____ Dataset records
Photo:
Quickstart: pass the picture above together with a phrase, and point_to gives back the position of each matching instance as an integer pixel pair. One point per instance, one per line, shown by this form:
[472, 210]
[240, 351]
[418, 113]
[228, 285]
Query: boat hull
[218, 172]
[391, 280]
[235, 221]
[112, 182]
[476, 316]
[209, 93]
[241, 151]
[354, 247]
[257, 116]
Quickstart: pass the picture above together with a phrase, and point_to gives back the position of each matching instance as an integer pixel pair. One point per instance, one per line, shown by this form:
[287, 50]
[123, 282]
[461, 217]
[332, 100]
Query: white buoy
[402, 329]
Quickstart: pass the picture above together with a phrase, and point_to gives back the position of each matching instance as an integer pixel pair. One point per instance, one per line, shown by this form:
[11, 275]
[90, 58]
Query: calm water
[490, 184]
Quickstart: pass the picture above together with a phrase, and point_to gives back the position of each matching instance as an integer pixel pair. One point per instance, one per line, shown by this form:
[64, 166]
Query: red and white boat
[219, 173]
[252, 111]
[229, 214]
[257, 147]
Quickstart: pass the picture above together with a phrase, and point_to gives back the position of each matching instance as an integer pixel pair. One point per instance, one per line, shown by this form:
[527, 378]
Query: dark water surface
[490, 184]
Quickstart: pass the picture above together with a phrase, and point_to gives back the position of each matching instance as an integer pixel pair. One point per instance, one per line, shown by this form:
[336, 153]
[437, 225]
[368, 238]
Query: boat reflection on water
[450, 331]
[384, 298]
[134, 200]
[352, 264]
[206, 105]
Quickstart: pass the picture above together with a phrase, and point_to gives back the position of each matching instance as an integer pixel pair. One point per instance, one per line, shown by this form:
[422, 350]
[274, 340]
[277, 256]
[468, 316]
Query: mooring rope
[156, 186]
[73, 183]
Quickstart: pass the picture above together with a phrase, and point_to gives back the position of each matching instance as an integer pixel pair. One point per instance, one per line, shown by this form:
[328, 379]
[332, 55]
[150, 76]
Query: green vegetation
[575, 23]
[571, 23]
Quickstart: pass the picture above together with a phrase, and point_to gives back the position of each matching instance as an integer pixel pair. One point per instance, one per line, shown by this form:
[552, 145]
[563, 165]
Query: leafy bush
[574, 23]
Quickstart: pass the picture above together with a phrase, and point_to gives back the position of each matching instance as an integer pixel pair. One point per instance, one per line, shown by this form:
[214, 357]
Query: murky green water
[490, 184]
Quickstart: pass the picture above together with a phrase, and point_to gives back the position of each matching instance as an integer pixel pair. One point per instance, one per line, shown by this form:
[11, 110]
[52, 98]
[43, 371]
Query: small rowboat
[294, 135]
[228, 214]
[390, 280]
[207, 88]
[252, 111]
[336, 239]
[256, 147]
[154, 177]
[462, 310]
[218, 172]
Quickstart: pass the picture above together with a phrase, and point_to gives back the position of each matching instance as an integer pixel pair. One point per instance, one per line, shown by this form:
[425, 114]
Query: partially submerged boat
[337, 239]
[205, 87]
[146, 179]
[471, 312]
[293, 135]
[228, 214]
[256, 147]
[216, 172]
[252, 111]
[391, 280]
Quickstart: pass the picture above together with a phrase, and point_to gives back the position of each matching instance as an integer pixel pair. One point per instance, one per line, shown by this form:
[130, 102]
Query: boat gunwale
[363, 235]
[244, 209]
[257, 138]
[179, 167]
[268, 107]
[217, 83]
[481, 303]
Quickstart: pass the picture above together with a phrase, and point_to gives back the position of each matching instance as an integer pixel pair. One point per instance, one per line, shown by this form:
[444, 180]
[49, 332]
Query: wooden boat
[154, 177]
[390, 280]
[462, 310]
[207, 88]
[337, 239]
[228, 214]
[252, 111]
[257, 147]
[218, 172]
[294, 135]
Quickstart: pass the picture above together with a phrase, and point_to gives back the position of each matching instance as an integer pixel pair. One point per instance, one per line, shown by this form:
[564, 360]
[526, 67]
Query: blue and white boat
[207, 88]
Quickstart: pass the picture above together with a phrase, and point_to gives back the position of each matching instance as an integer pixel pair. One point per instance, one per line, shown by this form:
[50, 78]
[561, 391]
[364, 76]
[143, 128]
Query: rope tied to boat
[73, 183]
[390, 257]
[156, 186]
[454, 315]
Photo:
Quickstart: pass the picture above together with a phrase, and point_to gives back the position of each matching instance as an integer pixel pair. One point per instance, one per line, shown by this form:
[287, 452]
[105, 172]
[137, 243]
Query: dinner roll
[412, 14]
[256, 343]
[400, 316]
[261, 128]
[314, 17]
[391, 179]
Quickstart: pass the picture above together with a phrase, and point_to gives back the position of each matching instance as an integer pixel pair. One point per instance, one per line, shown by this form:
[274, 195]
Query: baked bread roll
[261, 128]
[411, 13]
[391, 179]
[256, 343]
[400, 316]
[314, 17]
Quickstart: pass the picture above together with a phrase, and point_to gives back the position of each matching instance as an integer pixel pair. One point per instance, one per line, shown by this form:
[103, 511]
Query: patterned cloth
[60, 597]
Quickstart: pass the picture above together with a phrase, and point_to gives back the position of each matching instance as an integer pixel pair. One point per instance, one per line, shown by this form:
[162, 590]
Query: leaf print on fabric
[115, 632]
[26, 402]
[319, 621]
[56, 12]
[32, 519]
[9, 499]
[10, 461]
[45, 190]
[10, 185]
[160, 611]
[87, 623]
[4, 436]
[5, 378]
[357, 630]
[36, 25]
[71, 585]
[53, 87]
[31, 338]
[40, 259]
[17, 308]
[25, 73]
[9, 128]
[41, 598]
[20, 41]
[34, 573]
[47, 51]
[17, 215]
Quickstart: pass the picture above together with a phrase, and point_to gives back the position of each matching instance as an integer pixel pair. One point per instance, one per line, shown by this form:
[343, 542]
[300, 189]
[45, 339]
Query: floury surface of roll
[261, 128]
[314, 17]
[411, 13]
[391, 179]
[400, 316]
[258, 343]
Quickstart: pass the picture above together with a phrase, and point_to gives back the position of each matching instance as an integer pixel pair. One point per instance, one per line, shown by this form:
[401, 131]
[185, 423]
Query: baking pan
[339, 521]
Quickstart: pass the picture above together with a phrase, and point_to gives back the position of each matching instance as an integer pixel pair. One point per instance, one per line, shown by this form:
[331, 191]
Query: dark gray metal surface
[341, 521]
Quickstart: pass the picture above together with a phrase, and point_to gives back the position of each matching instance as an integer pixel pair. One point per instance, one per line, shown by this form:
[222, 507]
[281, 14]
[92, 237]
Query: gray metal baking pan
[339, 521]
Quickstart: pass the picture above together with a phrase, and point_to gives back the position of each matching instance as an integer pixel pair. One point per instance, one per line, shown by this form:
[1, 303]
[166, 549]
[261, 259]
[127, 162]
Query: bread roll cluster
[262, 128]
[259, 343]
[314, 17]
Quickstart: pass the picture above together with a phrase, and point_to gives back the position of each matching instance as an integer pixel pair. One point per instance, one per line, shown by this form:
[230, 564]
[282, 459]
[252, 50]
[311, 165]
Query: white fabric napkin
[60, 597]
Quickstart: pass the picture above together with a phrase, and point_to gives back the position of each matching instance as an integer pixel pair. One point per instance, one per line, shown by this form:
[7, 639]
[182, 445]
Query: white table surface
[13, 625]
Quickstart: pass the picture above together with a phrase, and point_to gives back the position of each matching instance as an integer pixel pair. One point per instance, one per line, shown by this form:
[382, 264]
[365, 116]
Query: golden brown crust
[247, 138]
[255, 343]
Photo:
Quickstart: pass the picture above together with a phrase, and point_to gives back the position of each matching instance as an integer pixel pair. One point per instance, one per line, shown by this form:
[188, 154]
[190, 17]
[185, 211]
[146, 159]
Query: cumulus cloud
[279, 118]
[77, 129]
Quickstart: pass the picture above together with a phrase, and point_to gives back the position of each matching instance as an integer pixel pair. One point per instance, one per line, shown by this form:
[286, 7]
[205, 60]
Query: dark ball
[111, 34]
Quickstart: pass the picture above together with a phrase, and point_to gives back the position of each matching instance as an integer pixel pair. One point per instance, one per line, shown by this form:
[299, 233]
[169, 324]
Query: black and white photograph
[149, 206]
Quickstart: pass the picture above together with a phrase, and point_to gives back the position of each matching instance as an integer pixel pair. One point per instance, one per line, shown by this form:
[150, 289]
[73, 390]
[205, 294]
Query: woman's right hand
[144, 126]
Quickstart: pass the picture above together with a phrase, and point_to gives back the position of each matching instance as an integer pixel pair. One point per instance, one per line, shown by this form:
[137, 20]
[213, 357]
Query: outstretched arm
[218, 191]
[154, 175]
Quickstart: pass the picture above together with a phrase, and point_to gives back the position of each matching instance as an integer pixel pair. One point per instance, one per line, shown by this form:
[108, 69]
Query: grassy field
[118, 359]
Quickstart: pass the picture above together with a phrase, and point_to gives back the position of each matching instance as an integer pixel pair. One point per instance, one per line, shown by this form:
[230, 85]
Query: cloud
________
• Instructions to follow: Collect every line in the data above that contains the word "roll" and copy each one in full. Matching is case-sensitive.

• Solution for this problem:
Query: dinner roll
Query: baked bread roll
Query: floury surface of roll
Query: bread roll cluster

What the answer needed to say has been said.